William Garraty (6 October 1878 –  6 May 1931) was a footballer in the early years of professional football in England, who played for Aston Villa from August 1897 to September 1908. Before playing for Villa he played for Aston Shakespeare. Garraty was capped once by England appearing in a game against Wales in 1903.

Career
Billy Garraty made his league debut for Aston Villa during the 1897–98 season but made just one other appearance that year and remained a bit part player as Aston Villa won the title the following year. Garraty became a first team regular in the 1899–1900 season as Aston Villa retained their title thanks to his league-leading 27 league goals – only Pongo Waring scored more in a single season.

Garraty made 41 appearances in the 1900–01 season, more than any other player. He went on to make 224 league appearances for the Villans, scoring 96 league goals, as well as helping his side to FA Cup success in 1905 with his Man of the Match display. During his time at Villa, Billy was regarded as one of the great utility players of the game despite his ability to score goals.

• To-do list
a) List every season that the Garraty passage writes as a span of years.
b) Reproduce the Garraty passage starting at "William Garraty (6" and ending at "Wales in 1903.".

• Supplied information
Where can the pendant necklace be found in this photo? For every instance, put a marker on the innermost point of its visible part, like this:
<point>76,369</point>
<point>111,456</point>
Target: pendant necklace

• Responses per task
a) 1897–98, 1899–1900, 1900–01

b)
William Garraty (6 October 1878 –  6 May 1931) was a footballer in the early years of professional football in England, who played for Aston Villa from August 1897 to September 1908. Before playing for Villa he played for Aston Shakespeare. Garraty was capped once by England appearing in a game against Wales in 1903.